● Data records
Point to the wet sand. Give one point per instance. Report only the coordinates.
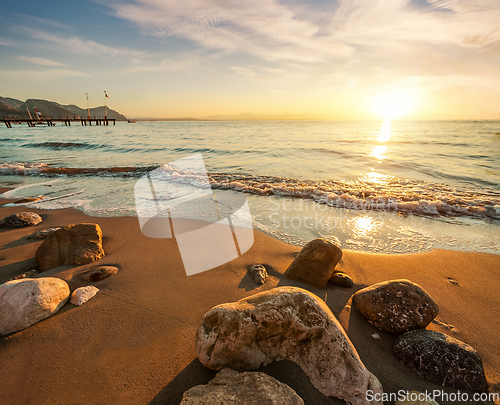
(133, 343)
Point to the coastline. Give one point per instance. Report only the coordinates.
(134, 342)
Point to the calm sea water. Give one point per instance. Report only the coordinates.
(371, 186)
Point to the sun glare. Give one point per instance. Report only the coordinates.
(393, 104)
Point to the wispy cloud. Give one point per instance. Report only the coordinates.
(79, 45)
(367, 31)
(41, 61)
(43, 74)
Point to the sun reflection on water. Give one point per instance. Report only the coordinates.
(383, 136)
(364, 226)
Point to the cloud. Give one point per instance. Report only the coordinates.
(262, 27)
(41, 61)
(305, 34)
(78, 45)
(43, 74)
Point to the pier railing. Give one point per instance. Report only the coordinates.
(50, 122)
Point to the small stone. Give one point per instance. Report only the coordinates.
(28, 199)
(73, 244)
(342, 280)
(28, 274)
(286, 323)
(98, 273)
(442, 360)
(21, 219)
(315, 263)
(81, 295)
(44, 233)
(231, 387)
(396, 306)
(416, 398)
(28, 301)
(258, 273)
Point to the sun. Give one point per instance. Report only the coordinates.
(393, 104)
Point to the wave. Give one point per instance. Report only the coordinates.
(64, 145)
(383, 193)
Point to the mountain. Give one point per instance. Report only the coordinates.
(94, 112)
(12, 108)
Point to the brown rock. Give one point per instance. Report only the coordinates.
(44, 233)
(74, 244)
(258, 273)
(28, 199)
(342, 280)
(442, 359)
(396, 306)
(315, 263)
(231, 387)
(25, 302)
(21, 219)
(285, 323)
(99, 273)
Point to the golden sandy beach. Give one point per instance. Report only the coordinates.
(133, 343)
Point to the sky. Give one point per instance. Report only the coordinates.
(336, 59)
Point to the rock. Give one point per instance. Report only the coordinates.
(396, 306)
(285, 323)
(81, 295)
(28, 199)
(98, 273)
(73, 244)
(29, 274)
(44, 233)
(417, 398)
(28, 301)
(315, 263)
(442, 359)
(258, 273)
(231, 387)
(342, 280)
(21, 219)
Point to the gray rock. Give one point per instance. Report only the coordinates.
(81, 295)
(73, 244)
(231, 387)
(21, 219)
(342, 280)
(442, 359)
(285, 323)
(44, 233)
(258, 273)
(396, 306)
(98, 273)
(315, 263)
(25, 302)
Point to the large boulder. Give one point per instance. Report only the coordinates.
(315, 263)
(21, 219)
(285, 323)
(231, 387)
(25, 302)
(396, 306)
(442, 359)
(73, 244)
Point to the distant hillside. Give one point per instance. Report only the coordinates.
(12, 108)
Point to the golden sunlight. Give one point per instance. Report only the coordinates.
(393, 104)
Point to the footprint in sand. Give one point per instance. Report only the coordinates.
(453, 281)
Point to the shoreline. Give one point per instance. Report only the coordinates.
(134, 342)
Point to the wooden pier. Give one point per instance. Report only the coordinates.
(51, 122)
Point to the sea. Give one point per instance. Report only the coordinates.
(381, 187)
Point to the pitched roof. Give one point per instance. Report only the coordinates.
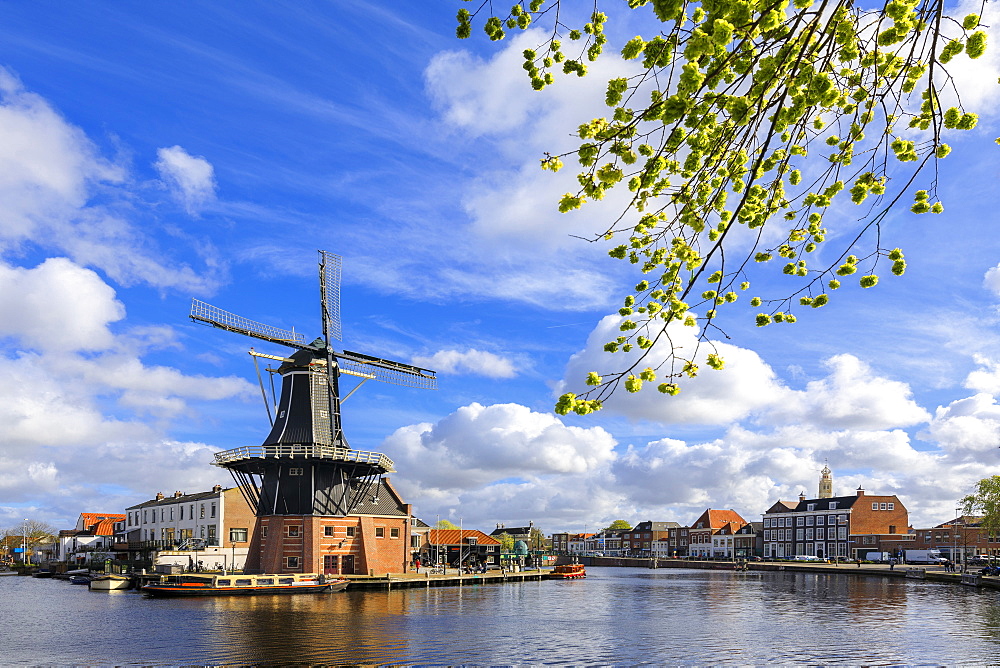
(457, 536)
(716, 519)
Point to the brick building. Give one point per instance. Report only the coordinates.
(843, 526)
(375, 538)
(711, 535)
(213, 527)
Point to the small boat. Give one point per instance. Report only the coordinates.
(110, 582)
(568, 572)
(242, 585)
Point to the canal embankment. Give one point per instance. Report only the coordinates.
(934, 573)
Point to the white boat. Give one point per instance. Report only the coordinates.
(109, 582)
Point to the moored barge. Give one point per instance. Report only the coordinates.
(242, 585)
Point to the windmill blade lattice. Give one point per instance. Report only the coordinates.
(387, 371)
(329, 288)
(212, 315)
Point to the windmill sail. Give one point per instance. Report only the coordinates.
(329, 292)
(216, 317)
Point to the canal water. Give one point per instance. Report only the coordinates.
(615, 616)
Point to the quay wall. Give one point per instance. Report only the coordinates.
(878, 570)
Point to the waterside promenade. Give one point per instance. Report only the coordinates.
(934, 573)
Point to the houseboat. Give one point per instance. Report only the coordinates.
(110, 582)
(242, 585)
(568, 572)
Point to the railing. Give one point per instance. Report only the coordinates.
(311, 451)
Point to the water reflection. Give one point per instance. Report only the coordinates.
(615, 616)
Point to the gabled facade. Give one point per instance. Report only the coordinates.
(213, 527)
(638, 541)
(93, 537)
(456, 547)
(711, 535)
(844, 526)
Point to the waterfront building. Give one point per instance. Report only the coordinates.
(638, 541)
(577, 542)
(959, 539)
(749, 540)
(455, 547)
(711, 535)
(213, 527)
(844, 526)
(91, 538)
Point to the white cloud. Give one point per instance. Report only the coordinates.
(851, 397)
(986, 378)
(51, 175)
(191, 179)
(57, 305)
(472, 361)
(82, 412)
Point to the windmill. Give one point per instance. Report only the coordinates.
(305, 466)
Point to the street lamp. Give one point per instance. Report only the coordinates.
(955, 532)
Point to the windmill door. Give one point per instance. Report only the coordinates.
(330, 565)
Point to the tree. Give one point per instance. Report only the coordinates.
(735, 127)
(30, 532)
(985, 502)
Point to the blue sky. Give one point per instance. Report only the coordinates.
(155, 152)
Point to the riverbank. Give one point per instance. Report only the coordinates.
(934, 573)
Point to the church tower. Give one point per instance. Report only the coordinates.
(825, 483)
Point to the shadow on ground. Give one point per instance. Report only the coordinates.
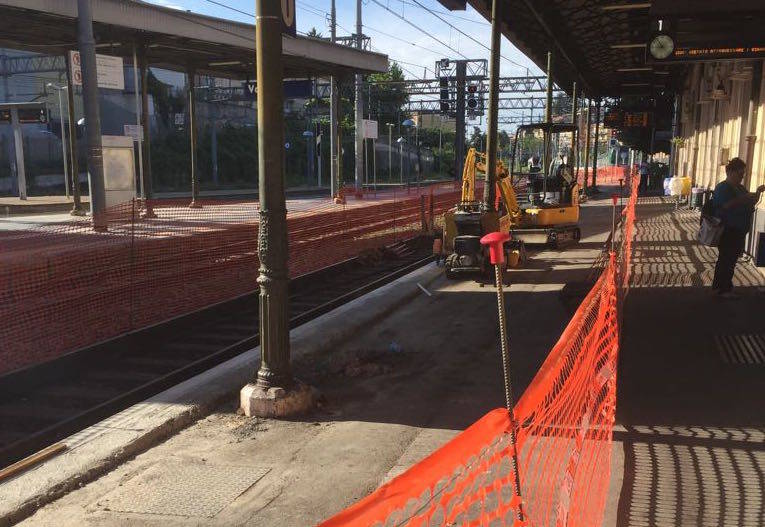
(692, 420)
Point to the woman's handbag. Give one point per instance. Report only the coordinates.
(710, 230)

● Exercise prompt
With the pictures left aside, set down each entry above exactly as it stands.

● Output of the task
Point to the wet sand. Give one point per instance. Report only the coordinates.
(133, 343)
Point to the coastline. Give one point per instance. Report only the coordinates.
(134, 342)
Point to the calm sea water. Give one point per instance. Report only the coordinates.
(371, 186)
Point to the sun glare. Give one point per instance. Report only the coordinates.
(393, 104)
Point to the wispy cloud. Give one point per instance. Report only the coordinates.
(79, 45)
(367, 31)
(41, 61)
(43, 74)
Point to the sun reflection on water. Give one point per instance. Report only the coordinates.
(383, 136)
(364, 226)
Point to the cloud. Give one point per instance. Report only the coordinates.
(262, 27)
(41, 61)
(305, 34)
(78, 45)
(43, 74)
Point to the pier railing. Give one point per instance. Report only the coordinates.
(50, 122)
Point to the small stone. Give one point per instance. Report only the coordinates.
(28, 199)
(73, 244)
(342, 280)
(28, 274)
(286, 323)
(98, 273)
(442, 360)
(21, 219)
(315, 263)
(81, 295)
(44, 233)
(231, 387)
(396, 306)
(416, 398)
(28, 301)
(258, 273)
Point to the sun. Give one point per instance. Report only the coordinates.
(393, 104)
Point to the wave. Give one point per instance. Report only the coordinates.
(64, 145)
(383, 193)
Point to the mountain. Give one point per instance. Report only the coordinates.
(94, 112)
(12, 108)
Point to the brown rock. Give one point per instance. Report only the coordinates.
(44, 233)
(74, 244)
(258, 273)
(28, 199)
(342, 280)
(442, 359)
(396, 306)
(315, 263)
(231, 387)
(25, 302)
(21, 219)
(285, 323)
(99, 273)
Point to the golden sandy beach. Give one point per instance. Report only the coordinates.
(133, 343)
Point to the sky. Give one point per instance. Report only the coordinates.
(336, 59)
Point to the rock. Give one point per instance. Report only the coordinates.
(396, 306)
(285, 323)
(81, 295)
(28, 199)
(98, 273)
(73, 244)
(29, 274)
(44, 233)
(417, 398)
(28, 301)
(315, 263)
(442, 359)
(258, 273)
(231, 387)
(342, 280)
(21, 219)
Point to the gray rock. Give one point per instance. Report only the coordinates.
(81, 295)
(73, 244)
(231, 387)
(21, 219)
(342, 280)
(442, 359)
(285, 323)
(44, 233)
(258, 273)
(396, 306)
(98, 273)
(315, 263)
(25, 302)
Point to the large boulder. Give one point per instance. Report only the coordinates.
(315, 263)
(21, 219)
(285, 323)
(231, 387)
(25, 302)
(396, 306)
(442, 359)
(73, 244)
Point to the distant hillside. Give one point per instance. Report only the coordinates.
(12, 108)
Point to the golden sunlight. Give one point per instance. Report only the coordinates.
(393, 104)
Point to the footprint in sand. Give one point per instance. Report only the coordinates.
(453, 281)
Point to the shoreline. Give one point per instance. Report only the coordinates.
(134, 342)
Point to the wooden pier. Give one point per instance. Report only the coordinates.
(51, 122)
Point to the sea. Give one point per instance. Report only the coordinates.
(381, 187)
Point to the pitched roof. Give one point per instance. Report only the coordinates.
(457, 536)
(716, 519)
Point to the brick building. Give one point per instance. Report only the coordinates.
(843, 526)
(375, 538)
(711, 535)
(213, 527)
Point to the small boat. Give one point per instance. Report only the coordinates.
(110, 582)
(568, 572)
(242, 585)
Point to the canal embankment. Give one point per instance. Report only the coordinates.
(934, 573)
Point to the white boat. Give one point per instance. Report only the coordinates.
(109, 582)
Point to the moored barge. Give one point per instance. Report only the coordinates.
(242, 585)
Point to the windmill blade lattice. Give one point per instance. Report only the coordinates.
(387, 371)
(329, 288)
(212, 315)
Point to the windmill sail. Give one point per instance. Report only the coordinates.
(329, 292)
(216, 317)
Point to the canal water. Give one point per instance. Report only the coordinates.
(615, 616)
Point to the quay wall. Give one point per instance. Report only the coordinates.
(878, 570)
Point to the waterside promenade. Give one point per instance. Report only the coordinates.
(934, 573)
Point to the houseboat. Give one point per instance. Report only the coordinates.
(110, 582)
(242, 585)
(568, 572)
Point to the railing. Give one point per instance. Report only the coordinates.
(311, 451)
Point to the water reflection. Give one point per instance. Report only the coordinates.
(615, 616)
Point to the gabled facade. Give one point per instance. Report only the coordinates.
(213, 527)
(638, 541)
(93, 537)
(456, 547)
(711, 535)
(844, 526)
Point to the waterfront building. Give one point per instance. Report only the coordinates.
(638, 541)
(577, 542)
(959, 539)
(749, 540)
(455, 547)
(711, 535)
(213, 527)
(844, 526)
(91, 538)
Point to the white cloud. Give one point per instance. Report only the coordinates.
(851, 397)
(986, 378)
(51, 175)
(191, 179)
(57, 305)
(472, 361)
(82, 412)
Point to the windmill. Give one point per instance. Report only the coordinates.
(305, 466)
Point to the street lamp. Give one point per instance. Report only the coordinates.
(955, 532)
Point to the windmill door. Give one point per instance. Report only the coordinates.
(330, 565)
Point to the tree. Give one point per instance. Report only the coordinates.
(735, 127)
(30, 532)
(985, 502)
Point to the blue sky. Give one point per instance. Report only the coordinates.
(155, 152)
Point to the riverbank. Give one point per instance. Report only the coordinates.
(934, 573)
Point to the church tower. Give one point per instance. Report only the coordinates.
(825, 483)
Point to the shadow on ground. Give one point per instance. Report only the coordinates.
(692, 420)
Point to the woman's handbag. Give one point per instance. Report only the coordinates.
(710, 230)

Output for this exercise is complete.